> YOUR INSTRUCTIONS
Rewrite the records below from the line containing "Could you please spot the wooden" (that line included) down to the end of the records. Shift every coordinate by adding 33 to each of its numbers, and keep all other lines as they are.

> MATERIAL PROVIDED
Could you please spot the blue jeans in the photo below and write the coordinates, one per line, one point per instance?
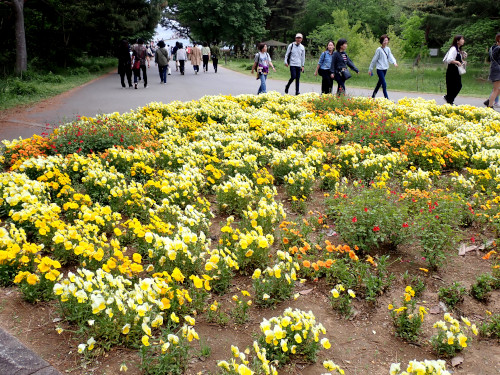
(381, 82)
(163, 73)
(294, 75)
(262, 88)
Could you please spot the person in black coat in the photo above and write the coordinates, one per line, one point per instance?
(340, 62)
(124, 63)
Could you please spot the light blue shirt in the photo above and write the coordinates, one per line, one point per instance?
(382, 58)
(325, 60)
(297, 55)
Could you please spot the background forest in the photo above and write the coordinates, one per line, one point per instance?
(58, 33)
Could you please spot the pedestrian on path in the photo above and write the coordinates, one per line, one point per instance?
(161, 58)
(455, 58)
(140, 55)
(295, 58)
(381, 60)
(195, 58)
(205, 51)
(323, 68)
(262, 62)
(215, 53)
(181, 57)
(494, 77)
(124, 63)
(340, 62)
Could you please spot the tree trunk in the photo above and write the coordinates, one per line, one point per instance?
(21, 54)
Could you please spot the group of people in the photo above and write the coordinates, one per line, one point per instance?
(197, 55)
(334, 62)
(134, 59)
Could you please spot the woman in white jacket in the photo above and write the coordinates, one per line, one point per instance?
(454, 58)
(381, 60)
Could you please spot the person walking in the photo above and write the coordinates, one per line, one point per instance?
(323, 68)
(340, 62)
(455, 59)
(295, 58)
(161, 58)
(140, 56)
(124, 63)
(261, 64)
(205, 51)
(381, 60)
(215, 53)
(181, 57)
(195, 58)
(494, 77)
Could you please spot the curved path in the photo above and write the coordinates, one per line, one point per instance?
(105, 95)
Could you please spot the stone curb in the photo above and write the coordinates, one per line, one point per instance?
(17, 359)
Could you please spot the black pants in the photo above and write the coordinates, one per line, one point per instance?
(205, 63)
(341, 83)
(453, 83)
(294, 75)
(125, 70)
(326, 81)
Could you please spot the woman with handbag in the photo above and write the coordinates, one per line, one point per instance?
(262, 62)
(140, 55)
(323, 68)
(456, 67)
(494, 77)
(381, 60)
(340, 62)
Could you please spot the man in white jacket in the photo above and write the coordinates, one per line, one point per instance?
(295, 58)
(381, 60)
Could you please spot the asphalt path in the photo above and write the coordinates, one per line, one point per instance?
(105, 95)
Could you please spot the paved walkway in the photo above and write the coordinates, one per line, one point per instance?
(105, 95)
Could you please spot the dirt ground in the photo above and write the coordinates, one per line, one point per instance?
(365, 344)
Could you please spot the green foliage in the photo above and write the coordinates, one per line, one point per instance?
(491, 327)
(482, 287)
(452, 295)
(86, 137)
(232, 22)
(369, 217)
(413, 36)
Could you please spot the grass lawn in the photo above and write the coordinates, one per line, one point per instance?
(429, 78)
(35, 86)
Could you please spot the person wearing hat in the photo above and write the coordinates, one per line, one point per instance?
(161, 58)
(295, 58)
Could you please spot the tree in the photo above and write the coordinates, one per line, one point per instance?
(21, 52)
(282, 21)
(231, 21)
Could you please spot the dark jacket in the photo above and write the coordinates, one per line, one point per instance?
(338, 63)
(494, 57)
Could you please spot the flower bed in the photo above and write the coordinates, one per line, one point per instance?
(112, 217)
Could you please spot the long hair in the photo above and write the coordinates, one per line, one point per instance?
(340, 43)
(455, 42)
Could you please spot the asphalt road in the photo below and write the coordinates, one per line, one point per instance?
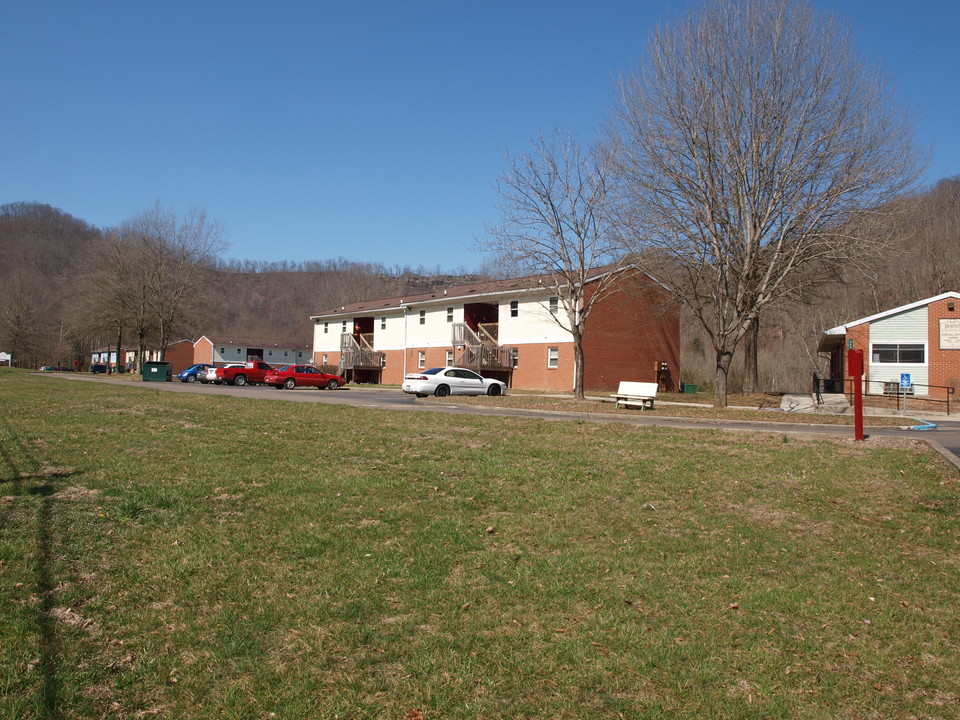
(945, 438)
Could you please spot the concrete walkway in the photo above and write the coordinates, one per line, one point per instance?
(837, 404)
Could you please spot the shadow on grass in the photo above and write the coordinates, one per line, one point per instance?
(17, 482)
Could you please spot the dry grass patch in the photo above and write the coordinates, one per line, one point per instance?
(365, 564)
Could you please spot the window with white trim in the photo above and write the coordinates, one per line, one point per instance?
(899, 353)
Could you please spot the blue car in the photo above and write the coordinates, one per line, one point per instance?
(190, 374)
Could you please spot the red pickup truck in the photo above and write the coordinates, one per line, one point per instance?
(253, 371)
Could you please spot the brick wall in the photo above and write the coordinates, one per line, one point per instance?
(532, 372)
(628, 333)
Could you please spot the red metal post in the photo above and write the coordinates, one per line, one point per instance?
(855, 366)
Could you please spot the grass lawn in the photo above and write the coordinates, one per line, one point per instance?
(192, 556)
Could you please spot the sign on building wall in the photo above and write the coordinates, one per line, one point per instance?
(950, 334)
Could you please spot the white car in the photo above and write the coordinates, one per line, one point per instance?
(211, 373)
(451, 381)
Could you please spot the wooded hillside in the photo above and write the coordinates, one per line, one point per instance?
(53, 309)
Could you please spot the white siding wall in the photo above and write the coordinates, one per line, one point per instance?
(906, 327)
(392, 337)
(533, 324)
(330, 341)
(436, 331)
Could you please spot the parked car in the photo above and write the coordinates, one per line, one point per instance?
(192, 373)
(451, 381)
(291, 376)
(211, 374)
(252, 371)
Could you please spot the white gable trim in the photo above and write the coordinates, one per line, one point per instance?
(842, 329)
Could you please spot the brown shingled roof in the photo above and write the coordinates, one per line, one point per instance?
(258, 342)
(457, 292)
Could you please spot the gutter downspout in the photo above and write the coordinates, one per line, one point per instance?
(405, 309)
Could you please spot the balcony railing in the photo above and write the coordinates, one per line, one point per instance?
(354, 356)
(486, 357)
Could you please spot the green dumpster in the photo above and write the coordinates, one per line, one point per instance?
(157, 372)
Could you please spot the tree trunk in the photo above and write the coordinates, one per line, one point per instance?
(578, 367)
(119, 343)
(751, 349)
(724, 357)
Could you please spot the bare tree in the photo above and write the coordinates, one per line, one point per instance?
(172, 257)
(557, 208)
(747, 141)
(22, 320)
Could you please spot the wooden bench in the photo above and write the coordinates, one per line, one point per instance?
(634, 394)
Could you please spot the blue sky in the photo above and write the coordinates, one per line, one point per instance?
(372, 131)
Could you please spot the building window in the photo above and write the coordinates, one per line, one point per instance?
(900, 354)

> COMPLETE OUTPUT
Could you please spot the wooden bench in the photo above and write the coordinates, one per line, one point per instance?
(667, 427)
Could you please spot the blue sky in the photo above and write the coordinates, one per line, one point per instance?
(405, 164)
Could you please spot the building window in the photo above and write the coordinates, one per line, one point per instance?
(933, 387)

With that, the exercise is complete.